───── Given text ─────

Huang said the council had carried out an inspection and conducted tests after learning that an egg-laying chicken farm in Changhua reported an outbreak of the virus on Dec. 27.
“After the preliminary results came out, we reported them to the OIE on Jan. 10,” Huang said, citing this as evidence that the council was not trying to hide a potential outbreak of bird flu.
However, according to TSU whip Hsu Chung-hsin (許忠信), a cover-up might have been undertaken to protect Ma’s re-election chances in the Jan. 14 presidential poll, since Lee made his report of a suspected case in late December, three weeks before the election.
“We suspect that Hsu [Tien-lai] is just a scapegoat because an official of his status would not dare to conceal a bird flu outbreak; that would be handled at the national security level,” Hsu Chung-hsin told reporters.
Hsu Chung-hsin said experts have warned that a mutation of the virus could cause it to affect humans, despite claims by the council that H5N2 is not harmful to humans.
The DPP released a three-point statement on the alleged cover-up, DPP spokesperson Lin Yu-chang (林右昌) told reporters.
The DPP said senior officials should be held accountable because according to the party, the government had placed its own political consideration above the assessment of professionals.
The DPP also demanded complete transparency regarding the government’s efforts to prevent the spread of the outbreak as well as assistance and compensation for the farmers who were impacted by such measures.
Lin said Ma has a poor record of handling threats to food safety and public health throughout his public service career, citing the SARS outbreak in 2003 when Ma served as Taipei mayor, the Chinese tainted milk scandal, the US beef dispute related to mad cow disease, the ongoing cases of animal feed additive ractopamine and now the bird flu virus.
“Food safety and public health are out of control. The Ma administration has learned nothing from the past and the worst thing is that the government tried to cheat the public,” he said.
The DPP caucus demanded an apology from Ma for failing to adopt the appropriate measures to handle the outbreak in a timely manner and it urged the Control Yuan to investigate to see if Wu, Sean Chen, Chen Bao-ji and Chen Wu-hsiung were negligent, DPP whip Pan Men-an (潘孟安) said.

───── Records shown ─────

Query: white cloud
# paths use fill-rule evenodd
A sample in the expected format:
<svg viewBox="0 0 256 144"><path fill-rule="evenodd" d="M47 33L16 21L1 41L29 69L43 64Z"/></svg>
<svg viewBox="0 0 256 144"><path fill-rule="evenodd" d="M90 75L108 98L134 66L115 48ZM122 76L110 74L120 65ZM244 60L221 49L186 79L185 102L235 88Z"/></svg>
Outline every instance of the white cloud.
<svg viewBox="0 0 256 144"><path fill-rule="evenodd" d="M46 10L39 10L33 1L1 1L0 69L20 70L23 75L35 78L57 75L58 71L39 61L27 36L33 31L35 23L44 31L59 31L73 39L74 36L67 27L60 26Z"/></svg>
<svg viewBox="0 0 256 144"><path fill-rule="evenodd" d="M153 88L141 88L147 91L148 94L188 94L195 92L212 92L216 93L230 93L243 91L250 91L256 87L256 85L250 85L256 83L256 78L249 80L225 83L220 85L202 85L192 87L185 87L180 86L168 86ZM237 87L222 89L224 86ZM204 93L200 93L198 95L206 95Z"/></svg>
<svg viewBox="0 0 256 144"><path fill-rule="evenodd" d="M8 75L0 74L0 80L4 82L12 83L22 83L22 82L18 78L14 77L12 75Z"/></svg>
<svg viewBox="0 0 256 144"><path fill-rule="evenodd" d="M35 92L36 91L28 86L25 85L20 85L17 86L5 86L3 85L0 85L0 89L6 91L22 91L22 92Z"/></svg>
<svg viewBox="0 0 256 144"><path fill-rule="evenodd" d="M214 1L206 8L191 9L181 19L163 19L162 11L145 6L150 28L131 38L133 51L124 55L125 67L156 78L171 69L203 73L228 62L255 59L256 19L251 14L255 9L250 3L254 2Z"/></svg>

─────

- [Prompt A]:
Name every food safety or public health case that Lin cites in the bird flu article as part of Ma's record.
- [Prompt B]:
Does the bird flu article support each of these statements? Answer yes or no for each, and quote the words that decide it.
(i) The council reported preliminary results to the OIE on Jan. 10.
(ii) The presidential poll took place on Dec. 27.
(iii) The DPP released a five-point statement on the alleged cover-up.
- [Prompt C]:
According to the bird flu article, where was the egg-laying chicken farm that reported an outbreak of the virus?

- [Task output A]:
- the SARS outbreak in 2003
- the Chinese tainted milk scandal
- the US beef dispute related to mad cow disease
- the ongoing cases of animal feed additive ractopamine
- the bird flu virus

- [Task output B]:
(i) Yes: "we reported them to the OIE on Jan. 10"
(ii) No: "the Jan. 14 presidential poll"
(iii) No: "a three-point statement on the alleged cover-up"

- [Task output C]:
Changhua